Document extract ▸
--- start ---
Some definitions

Here are some definitions of the 3D printers jargon.

Term Definition
FDM Fused Deposition Modeling, an additive manufacturing technology that consist in melting a polymer wire and adding layers of melted polymer on a platform to form an object. This is the most common way of 3D printing.
SLA StereoLithography Apparatus, a 3D printing technology that uses light (UV) to crosslink a liquid polymer and make a solid object, layer by layer. Usually, the objects are printed upside down and are pulled out of a liquid resin tank.
PolyJet a 3D printing technology that works similarly to inkjet printing. Those 3D printers jet layers of curable liquid photopolymer on a building platform.

Comparing different 3D printers and technologies

As a start of this week and group assignment, we wanted to test the limits of our different 3D printers and compare different technologies. We have several 3D printers at the Fablab ULB and in my lab.

We chose to compare :

Choosing a torture file to challenge our 3D printers

Jérémy sent us two files that would be interested to print to test our 3D printers.

UP Plus 2 3D Printer

We upload in the UP software the STL file of the 3D benchy tugboat that can be found in our source file.

We whose the 3D printing settings.

We print the model. It will take less than 4 hours and 18g of ABS plastic.

Here is a movie of the Up 2 plus printing the tugboat torture test.

Form 2 SLA 3D Printer

This printer is an incredible 3D printer has printing is highly precise. We have just to be cautious when manipulating the resins and also when we clean the 3D printed parts at the end of the process. Here are the basic finishing steps.
--- end ---
The request ▸
Summarize the 3D printing notes in two sentences.

(Records from a point labeling set)
--- start ---
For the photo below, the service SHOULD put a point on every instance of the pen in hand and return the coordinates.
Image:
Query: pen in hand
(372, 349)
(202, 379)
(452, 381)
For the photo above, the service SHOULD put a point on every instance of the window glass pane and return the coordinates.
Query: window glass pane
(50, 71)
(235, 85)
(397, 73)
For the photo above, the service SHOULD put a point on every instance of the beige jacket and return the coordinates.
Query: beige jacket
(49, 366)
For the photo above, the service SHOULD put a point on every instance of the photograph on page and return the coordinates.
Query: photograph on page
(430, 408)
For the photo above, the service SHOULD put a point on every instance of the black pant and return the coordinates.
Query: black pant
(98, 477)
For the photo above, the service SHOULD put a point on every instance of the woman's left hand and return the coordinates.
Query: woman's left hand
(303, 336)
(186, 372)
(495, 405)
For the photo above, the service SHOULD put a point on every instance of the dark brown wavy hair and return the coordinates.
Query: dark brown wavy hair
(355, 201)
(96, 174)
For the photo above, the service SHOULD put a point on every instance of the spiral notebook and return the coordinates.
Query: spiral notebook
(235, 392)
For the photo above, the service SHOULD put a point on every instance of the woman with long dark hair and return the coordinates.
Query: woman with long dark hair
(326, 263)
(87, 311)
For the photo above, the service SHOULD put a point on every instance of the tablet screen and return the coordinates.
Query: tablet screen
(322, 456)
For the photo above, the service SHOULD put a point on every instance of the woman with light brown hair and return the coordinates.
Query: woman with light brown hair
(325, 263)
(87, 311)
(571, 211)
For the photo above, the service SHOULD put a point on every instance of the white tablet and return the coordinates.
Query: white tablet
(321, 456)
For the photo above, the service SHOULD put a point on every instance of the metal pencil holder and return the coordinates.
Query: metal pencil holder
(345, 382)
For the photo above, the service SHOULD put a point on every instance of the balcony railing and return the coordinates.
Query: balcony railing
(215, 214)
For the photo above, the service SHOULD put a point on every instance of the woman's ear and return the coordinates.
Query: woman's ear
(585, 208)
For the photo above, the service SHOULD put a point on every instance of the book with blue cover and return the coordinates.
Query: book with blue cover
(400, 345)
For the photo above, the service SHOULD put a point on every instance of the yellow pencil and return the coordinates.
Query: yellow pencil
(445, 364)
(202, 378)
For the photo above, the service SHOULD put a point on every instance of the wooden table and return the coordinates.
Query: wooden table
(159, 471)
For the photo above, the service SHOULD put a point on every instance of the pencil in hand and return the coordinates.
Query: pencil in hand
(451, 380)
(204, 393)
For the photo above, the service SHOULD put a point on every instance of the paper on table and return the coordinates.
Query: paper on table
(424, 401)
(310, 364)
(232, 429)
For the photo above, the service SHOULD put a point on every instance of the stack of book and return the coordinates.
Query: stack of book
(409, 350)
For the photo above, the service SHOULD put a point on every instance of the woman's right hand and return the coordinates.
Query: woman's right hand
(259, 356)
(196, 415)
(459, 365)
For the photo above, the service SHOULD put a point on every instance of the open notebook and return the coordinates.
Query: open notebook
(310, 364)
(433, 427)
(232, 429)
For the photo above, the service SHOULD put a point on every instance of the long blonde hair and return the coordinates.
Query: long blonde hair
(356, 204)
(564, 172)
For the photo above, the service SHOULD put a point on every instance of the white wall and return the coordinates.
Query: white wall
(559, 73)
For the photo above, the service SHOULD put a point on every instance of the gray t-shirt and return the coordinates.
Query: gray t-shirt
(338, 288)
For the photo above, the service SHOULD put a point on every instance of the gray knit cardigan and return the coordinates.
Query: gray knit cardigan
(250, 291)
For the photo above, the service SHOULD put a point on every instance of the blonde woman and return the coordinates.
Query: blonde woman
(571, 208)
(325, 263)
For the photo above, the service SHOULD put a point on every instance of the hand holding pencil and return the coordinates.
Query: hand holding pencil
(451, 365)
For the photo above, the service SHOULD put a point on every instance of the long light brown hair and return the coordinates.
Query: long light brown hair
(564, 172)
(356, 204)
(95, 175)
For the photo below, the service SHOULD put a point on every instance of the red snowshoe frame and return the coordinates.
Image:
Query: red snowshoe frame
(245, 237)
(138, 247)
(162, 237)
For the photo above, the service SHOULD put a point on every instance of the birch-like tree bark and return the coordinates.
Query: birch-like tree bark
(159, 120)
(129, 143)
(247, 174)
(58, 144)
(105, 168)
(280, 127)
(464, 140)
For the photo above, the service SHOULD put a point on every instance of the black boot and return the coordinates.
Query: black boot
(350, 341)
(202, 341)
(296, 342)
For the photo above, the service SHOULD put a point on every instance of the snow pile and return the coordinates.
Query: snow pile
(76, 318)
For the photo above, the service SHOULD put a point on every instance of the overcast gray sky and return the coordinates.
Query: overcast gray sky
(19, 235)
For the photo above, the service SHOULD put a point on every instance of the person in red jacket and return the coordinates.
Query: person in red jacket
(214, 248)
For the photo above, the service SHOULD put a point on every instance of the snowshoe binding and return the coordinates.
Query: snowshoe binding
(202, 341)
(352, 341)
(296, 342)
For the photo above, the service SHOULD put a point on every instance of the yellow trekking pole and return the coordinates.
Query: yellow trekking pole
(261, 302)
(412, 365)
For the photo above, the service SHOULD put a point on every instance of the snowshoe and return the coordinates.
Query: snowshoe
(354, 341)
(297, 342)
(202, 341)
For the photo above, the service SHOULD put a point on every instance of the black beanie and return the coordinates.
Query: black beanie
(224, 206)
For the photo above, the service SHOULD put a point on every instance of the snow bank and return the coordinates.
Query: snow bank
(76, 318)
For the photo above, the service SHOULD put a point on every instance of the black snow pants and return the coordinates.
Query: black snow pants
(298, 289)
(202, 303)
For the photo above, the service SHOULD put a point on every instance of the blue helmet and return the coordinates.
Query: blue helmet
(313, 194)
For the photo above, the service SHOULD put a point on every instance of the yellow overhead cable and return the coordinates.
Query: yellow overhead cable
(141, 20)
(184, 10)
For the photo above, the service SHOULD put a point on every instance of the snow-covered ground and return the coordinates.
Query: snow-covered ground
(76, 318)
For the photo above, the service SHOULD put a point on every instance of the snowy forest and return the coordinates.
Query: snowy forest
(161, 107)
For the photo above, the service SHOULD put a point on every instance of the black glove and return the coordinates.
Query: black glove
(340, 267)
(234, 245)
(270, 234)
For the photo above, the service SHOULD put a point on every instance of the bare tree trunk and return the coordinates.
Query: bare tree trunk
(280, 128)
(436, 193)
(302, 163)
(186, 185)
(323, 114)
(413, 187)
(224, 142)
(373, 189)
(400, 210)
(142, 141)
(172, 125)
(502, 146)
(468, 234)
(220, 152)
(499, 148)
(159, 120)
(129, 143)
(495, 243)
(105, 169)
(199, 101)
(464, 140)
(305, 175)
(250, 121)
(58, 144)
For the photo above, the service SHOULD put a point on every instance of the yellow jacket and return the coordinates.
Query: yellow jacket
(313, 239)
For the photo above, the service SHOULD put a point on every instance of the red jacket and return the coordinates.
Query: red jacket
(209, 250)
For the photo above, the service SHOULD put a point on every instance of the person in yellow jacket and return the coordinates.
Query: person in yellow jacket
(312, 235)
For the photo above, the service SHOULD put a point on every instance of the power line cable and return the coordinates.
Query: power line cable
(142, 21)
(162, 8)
--- end ---
Exercise solution ▸
The notes define three 3D printing technologies: FDM, the most common method, which builds an object by melting a polymer wire and adding layers of melted polymer on a platform; SLA, which uses UV light to crosslink a liquid polymer into a solid object layer by layer; and PolyJet, which jets layers of curable liquid photopolymer onto a building platform much as inkjet printing does. They then describe a group assignment to test the limits of different 3D printers and compare technologies, in which the 3D benchy tugboat torture test was printed on an UP Plus 2 printer in less than 4 hours using 18g of ABS plastic.